Today was both heart wrenching and eye opening for me.

 

This morning as I sat in church my phone began to ring.  I didn’t recognize the number and so I pushed the button to dismiss it.  It rang again and I repeated.  Again and again this happened.  Finally after the 8th time I stepped outside to answer it.

 

I frequently get calls from street families.  Usually its not super important.  Such and such child has a fever and needs paracetamol, or little Bob needs to be excused from school tomorrow.  I was a little irritated and was prepared for another unimportant call.

 

The call went as follows…

 

Me: Hello?

Person 1: Greg?

Me: Yes?

P1: Greg, C’s mother is broken

Me: Excuse me?

P1: C’s mother died

 

At this point I was speechless and unsure of how to react or what to say.  And just then the phone changed hands.  A small, soft, tearful voice came through the phone.

 

C: Greg, please help my mom.

• • • •

» **What to do**
Decide whether each statement agrees with the passage, answering yes or no and quoting the passage's deciding words: (a) The narrator answered the phone the first time it rang. (b) Calls from street families are usually very important. (c) The first caller said that C's mother died.

Dataset rows
• • • •

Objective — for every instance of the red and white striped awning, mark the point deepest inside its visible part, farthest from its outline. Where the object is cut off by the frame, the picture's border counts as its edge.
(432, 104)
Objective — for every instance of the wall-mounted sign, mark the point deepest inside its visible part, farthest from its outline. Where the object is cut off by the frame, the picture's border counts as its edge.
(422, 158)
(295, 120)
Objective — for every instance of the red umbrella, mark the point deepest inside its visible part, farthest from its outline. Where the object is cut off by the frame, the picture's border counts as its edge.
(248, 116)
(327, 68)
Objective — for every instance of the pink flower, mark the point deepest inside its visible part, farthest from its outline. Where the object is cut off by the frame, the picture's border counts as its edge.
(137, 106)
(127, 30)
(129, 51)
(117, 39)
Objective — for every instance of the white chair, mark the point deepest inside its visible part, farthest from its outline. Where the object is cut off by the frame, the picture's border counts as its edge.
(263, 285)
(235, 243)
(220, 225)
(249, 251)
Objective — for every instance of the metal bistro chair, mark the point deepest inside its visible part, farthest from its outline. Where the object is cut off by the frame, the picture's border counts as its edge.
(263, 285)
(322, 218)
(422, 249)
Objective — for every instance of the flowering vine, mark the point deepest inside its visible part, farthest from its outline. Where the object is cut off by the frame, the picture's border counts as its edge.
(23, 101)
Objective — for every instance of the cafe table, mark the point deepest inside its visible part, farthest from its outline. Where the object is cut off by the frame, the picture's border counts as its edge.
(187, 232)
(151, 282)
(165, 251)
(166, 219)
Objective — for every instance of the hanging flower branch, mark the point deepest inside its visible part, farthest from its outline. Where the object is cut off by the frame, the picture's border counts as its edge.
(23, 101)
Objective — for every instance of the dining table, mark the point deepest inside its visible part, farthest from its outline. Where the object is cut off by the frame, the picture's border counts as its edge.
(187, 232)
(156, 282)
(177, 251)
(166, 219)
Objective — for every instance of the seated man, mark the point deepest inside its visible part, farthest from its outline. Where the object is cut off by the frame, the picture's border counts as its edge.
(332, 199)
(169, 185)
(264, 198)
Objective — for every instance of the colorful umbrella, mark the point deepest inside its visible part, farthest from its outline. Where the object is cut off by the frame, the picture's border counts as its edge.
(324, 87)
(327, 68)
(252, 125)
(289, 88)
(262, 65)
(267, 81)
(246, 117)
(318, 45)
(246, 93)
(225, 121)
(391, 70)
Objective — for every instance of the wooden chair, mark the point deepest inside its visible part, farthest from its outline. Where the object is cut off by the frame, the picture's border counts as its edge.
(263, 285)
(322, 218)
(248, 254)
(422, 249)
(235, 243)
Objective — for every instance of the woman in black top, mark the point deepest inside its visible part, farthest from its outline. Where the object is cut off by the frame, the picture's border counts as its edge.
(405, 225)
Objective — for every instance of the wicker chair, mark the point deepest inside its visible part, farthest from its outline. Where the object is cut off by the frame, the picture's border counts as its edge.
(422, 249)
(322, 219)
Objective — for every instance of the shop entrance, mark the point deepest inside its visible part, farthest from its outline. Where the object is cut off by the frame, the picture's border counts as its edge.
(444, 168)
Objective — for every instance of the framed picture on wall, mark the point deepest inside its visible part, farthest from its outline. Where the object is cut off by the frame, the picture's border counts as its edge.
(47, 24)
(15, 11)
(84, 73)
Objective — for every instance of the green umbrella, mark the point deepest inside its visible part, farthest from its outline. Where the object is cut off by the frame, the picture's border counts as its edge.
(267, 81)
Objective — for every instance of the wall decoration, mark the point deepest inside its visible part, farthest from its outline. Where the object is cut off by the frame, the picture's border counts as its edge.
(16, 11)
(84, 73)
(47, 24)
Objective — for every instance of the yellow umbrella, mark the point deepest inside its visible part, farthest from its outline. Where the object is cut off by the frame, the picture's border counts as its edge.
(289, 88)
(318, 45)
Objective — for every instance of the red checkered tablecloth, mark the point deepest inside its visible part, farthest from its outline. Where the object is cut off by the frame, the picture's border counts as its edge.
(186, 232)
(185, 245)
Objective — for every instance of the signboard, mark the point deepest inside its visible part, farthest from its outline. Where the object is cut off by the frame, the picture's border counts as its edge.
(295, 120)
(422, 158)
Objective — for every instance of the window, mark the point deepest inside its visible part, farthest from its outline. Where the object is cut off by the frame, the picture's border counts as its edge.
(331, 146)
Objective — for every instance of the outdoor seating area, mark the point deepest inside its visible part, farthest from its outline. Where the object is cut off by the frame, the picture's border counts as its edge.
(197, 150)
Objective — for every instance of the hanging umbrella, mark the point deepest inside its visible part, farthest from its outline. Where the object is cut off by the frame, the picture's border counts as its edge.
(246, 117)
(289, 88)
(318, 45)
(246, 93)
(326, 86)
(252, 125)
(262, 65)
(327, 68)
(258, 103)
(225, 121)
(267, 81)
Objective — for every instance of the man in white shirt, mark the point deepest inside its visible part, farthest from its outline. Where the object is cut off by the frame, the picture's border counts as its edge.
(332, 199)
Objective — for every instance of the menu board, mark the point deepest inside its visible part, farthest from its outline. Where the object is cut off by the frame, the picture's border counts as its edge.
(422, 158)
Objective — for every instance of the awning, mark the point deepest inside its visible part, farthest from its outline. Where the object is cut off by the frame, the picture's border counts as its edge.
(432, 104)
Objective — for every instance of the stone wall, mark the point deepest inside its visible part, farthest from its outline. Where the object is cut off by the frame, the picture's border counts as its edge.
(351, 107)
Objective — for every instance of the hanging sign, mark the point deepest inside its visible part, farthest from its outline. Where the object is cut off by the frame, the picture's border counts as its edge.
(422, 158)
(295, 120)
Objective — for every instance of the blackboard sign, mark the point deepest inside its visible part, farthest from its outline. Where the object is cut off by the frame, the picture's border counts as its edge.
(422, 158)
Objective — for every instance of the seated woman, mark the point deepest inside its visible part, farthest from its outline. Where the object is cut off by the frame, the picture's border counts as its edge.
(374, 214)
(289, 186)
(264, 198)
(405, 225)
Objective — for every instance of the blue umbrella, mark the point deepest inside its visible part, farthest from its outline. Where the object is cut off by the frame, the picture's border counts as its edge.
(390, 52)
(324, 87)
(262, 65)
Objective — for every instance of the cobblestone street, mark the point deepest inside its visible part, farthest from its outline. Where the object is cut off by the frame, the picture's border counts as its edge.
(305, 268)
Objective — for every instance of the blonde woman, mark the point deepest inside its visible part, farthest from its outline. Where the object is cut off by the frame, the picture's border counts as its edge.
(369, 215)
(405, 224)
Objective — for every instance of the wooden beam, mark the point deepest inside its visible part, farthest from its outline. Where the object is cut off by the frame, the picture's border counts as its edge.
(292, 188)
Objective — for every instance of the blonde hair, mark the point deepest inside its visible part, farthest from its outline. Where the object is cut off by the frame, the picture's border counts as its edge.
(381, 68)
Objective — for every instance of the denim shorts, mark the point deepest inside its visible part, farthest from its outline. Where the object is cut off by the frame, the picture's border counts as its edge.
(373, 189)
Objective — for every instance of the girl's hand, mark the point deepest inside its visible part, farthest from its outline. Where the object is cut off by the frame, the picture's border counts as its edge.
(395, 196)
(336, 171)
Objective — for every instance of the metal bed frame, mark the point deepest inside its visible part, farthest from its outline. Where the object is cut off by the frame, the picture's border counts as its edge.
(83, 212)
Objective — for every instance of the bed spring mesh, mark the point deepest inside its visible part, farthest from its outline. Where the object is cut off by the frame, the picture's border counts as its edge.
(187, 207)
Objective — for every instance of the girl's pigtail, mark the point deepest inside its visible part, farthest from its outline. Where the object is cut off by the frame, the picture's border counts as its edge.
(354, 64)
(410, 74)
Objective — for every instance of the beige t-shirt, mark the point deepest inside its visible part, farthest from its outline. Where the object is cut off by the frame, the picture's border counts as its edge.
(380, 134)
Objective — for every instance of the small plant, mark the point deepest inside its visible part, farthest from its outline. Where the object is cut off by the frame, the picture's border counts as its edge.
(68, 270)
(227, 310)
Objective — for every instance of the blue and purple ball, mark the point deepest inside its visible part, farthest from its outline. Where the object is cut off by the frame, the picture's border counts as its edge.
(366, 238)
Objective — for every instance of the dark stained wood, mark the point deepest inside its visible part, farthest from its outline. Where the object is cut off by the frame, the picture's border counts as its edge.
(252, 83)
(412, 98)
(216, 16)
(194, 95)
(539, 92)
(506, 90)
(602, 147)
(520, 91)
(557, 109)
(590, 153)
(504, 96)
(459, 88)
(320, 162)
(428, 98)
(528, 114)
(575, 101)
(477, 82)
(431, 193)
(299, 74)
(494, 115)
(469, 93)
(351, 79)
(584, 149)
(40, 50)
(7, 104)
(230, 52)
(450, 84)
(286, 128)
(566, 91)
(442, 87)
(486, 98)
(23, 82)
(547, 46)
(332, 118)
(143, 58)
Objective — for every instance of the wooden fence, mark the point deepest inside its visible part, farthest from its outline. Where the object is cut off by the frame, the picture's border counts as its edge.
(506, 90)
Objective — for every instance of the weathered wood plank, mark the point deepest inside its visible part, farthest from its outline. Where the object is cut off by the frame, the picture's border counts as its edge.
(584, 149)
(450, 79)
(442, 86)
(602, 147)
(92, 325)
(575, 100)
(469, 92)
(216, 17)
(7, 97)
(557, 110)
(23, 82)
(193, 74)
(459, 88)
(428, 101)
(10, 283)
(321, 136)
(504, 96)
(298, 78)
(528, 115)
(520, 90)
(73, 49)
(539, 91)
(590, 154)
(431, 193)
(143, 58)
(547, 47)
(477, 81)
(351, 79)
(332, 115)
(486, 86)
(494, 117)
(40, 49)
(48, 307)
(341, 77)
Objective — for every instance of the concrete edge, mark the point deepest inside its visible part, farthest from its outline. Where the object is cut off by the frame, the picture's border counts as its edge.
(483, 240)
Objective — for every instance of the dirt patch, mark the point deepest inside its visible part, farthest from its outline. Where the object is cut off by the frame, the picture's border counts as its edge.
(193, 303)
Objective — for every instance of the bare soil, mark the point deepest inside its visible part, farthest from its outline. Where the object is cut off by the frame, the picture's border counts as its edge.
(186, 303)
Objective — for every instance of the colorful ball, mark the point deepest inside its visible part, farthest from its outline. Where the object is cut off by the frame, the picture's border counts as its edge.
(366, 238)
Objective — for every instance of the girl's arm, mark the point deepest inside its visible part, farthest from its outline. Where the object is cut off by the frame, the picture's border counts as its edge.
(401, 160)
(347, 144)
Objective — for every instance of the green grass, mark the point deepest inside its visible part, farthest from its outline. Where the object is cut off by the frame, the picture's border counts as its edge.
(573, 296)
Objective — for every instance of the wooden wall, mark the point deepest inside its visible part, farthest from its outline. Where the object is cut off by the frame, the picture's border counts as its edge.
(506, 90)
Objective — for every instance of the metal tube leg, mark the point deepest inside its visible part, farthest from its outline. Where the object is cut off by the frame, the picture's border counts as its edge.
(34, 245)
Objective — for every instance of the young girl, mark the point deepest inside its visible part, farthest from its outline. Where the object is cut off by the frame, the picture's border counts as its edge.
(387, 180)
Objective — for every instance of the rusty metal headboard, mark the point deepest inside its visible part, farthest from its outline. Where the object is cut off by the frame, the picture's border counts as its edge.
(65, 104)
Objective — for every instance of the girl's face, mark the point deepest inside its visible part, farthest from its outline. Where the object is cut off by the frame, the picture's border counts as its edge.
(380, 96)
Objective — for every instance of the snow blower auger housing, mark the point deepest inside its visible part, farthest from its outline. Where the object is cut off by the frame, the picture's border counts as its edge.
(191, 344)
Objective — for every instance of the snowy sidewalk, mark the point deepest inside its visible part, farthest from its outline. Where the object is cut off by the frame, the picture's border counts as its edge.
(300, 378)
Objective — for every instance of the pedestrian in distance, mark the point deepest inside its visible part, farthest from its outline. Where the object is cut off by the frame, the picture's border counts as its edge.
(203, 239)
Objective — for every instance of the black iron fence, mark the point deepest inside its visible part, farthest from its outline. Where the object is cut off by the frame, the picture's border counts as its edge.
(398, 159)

• • • •

» **Answer to this exercise**
(a) No: "Finally after the 8th time I stepped outside to answer it."
(b) No: "Usually its not super important."
(c) Yes: "C’s mother died"